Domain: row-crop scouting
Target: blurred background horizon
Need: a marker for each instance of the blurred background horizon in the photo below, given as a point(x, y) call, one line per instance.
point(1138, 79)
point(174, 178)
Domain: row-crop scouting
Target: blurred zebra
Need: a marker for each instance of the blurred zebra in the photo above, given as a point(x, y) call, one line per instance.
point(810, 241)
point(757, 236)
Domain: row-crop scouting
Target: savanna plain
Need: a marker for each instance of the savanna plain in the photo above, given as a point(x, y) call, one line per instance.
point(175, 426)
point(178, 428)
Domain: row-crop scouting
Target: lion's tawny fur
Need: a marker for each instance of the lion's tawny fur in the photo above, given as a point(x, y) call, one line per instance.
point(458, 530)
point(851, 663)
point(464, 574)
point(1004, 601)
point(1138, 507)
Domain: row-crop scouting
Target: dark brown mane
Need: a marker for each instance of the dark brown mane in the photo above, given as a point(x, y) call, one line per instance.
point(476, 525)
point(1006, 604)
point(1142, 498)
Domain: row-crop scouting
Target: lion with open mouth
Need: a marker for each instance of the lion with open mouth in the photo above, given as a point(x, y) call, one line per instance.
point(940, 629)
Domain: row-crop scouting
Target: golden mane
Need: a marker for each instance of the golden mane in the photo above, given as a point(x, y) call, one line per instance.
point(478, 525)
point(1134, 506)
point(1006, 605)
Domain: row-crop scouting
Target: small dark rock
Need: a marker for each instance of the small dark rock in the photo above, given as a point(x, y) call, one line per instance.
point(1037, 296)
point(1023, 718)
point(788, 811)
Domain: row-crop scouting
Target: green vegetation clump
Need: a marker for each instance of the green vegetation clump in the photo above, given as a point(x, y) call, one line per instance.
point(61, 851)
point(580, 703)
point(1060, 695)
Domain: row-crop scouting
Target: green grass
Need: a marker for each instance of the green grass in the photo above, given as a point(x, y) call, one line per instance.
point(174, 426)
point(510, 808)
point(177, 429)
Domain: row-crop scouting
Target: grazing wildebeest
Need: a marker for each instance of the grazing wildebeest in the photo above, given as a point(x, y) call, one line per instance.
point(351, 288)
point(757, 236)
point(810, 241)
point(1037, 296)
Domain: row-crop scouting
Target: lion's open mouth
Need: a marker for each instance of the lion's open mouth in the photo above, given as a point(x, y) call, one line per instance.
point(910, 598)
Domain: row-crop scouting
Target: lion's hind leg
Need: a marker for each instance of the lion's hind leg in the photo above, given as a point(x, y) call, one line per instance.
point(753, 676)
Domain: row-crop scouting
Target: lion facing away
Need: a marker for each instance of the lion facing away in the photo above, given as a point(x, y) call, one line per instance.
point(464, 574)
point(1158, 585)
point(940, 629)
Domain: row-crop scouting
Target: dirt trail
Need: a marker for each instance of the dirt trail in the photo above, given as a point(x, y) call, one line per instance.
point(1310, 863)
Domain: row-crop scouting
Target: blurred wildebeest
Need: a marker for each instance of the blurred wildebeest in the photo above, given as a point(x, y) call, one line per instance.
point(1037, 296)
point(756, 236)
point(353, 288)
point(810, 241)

• _TASK INSTRUCTIONS_
The exact lines of the material above starting at the one that contains "Need: a marker for each instance of the small" and ending at the one that contains "Target: green vegetation clump" are what to retype; leave out everything else.

• _RESPONSE BOX_
Need: a marker for each instance of the small dark rock in the photo above, given as a point(x, y) call, one line per instance.
point(1037, 296)
point(1023, 718)
point(788, 811)
Domain: row-crop scouting
Target: green vegetation clump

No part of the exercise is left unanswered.